:: Set exercise ::
State how many lines in the entries below contain the word "measured", counting only exact-case matches. Give the number alone.

[Segmentation dataset entries]
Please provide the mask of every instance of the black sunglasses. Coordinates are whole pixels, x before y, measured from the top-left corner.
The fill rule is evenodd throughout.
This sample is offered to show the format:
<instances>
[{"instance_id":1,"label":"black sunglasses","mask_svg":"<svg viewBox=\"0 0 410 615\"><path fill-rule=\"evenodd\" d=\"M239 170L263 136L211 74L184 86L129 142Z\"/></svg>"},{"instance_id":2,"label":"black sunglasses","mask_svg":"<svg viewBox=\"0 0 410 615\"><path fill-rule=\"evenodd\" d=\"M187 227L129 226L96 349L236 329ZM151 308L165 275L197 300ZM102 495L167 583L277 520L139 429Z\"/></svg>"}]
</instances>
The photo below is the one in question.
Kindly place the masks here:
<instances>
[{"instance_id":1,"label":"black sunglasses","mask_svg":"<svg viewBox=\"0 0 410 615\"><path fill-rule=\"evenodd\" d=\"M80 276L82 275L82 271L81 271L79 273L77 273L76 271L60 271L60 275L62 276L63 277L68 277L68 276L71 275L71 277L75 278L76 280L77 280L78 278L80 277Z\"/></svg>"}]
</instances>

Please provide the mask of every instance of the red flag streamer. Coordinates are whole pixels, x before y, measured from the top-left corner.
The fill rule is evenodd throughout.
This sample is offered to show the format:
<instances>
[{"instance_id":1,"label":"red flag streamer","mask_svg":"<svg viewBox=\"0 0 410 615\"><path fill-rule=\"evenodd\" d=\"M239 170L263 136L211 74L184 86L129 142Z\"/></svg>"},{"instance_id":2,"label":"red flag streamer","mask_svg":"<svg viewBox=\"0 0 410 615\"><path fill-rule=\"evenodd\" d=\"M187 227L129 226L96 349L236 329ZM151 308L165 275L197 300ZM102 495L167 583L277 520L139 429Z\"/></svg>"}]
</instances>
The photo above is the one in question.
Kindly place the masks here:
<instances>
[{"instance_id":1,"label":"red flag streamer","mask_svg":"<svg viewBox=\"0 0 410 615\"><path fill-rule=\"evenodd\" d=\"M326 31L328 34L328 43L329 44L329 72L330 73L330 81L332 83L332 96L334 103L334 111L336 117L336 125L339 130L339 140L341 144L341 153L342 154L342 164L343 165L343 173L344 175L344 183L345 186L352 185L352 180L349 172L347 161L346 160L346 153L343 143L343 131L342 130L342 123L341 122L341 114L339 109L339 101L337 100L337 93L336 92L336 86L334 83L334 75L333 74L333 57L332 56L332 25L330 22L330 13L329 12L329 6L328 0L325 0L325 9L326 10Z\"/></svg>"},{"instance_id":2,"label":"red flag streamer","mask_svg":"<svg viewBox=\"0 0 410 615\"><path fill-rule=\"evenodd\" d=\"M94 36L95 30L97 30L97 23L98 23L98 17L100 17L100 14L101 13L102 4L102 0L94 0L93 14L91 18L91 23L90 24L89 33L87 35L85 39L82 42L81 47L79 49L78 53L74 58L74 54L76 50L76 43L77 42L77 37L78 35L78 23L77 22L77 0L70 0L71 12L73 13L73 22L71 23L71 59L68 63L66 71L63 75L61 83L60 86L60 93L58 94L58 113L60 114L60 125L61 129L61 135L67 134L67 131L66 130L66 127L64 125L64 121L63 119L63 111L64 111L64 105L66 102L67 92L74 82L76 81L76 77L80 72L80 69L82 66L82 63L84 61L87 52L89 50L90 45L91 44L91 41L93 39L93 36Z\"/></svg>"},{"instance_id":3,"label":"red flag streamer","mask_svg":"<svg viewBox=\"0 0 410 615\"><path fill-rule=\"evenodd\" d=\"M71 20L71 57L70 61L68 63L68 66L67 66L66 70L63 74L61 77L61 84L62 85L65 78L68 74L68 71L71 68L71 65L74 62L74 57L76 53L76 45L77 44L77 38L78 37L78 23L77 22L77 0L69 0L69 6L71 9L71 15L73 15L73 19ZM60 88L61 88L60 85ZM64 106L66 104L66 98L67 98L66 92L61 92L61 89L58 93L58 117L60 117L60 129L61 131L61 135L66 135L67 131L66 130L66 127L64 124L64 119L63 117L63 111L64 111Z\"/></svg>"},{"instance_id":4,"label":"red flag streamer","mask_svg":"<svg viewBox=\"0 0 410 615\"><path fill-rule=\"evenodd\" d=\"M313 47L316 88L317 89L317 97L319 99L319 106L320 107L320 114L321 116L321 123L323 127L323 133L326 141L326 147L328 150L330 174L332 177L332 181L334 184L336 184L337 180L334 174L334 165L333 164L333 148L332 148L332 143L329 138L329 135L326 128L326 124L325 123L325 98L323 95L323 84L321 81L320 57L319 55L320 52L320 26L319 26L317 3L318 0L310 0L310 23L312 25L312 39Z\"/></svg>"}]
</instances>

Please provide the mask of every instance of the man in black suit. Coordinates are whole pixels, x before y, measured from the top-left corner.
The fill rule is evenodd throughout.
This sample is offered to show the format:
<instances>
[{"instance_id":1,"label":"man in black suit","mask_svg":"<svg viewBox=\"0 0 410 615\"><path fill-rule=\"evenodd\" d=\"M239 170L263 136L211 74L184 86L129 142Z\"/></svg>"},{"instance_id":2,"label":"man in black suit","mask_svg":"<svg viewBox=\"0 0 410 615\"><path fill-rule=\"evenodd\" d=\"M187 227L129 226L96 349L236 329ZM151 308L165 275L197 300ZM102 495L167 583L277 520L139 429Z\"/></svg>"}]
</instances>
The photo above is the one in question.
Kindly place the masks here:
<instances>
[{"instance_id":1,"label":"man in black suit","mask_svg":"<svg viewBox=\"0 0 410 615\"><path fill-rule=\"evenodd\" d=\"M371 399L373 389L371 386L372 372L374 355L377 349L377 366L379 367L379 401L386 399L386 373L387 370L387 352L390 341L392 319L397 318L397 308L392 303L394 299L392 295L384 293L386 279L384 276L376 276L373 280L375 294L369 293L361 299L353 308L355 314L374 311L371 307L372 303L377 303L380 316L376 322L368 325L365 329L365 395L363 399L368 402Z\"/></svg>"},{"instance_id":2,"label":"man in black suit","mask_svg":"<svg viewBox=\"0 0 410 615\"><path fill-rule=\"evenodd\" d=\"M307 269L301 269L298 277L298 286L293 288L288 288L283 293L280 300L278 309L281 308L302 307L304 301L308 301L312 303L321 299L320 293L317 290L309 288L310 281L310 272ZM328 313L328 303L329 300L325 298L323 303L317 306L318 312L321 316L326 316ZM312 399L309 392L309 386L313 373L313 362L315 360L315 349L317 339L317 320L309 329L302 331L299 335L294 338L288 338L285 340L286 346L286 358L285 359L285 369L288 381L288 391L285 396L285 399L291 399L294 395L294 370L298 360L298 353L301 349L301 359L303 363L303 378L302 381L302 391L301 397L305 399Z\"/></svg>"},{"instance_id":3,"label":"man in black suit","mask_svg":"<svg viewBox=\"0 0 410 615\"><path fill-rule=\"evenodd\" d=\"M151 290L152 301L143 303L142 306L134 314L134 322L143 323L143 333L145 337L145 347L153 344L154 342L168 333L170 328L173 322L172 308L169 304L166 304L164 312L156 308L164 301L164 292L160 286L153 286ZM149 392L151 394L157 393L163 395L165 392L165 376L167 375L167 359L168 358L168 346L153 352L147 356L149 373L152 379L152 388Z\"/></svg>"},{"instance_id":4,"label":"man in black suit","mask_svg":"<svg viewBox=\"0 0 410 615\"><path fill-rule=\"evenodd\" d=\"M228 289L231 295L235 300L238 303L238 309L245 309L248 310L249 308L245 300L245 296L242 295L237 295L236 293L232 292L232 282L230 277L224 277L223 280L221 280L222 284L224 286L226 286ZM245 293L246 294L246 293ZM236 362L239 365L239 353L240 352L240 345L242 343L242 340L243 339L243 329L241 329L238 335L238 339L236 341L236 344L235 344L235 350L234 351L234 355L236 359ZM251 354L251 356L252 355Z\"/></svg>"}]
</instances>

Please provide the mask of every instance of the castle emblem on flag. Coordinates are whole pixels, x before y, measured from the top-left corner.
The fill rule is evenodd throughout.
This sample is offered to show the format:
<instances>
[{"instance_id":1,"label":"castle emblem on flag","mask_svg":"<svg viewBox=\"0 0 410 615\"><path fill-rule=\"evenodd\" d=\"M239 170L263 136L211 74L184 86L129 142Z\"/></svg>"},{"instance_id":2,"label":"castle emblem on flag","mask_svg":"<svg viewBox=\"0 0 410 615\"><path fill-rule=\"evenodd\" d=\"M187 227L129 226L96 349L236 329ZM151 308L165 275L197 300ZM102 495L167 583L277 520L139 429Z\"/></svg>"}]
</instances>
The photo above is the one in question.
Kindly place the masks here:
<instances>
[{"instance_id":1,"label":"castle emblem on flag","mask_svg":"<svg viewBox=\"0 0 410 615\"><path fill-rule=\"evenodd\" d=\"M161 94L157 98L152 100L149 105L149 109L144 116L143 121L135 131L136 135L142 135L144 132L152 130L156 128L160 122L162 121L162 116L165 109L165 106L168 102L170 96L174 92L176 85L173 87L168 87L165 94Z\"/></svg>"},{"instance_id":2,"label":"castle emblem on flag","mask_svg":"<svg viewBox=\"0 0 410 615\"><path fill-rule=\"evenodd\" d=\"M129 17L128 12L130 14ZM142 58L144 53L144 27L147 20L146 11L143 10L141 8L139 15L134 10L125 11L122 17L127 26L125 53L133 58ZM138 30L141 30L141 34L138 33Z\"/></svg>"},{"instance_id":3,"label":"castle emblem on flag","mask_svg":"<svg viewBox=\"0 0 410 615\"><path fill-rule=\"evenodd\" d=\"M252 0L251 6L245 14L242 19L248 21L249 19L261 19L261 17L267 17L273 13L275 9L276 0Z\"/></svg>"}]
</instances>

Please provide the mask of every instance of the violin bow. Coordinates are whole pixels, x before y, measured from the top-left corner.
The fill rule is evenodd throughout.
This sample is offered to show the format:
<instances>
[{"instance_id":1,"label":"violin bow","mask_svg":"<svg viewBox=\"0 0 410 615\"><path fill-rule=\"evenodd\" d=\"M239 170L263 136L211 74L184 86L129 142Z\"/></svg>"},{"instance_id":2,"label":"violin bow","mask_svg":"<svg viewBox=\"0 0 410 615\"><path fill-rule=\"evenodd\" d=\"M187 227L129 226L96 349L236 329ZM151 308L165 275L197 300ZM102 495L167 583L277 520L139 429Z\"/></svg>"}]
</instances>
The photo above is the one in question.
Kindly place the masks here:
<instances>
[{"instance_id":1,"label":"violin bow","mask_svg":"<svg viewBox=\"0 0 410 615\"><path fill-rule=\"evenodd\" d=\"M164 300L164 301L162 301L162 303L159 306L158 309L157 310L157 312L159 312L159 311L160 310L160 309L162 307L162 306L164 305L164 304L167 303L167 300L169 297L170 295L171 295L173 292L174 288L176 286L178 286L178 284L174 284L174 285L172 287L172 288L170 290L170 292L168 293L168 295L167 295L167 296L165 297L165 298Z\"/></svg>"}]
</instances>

:: Solution to this exercise ::
5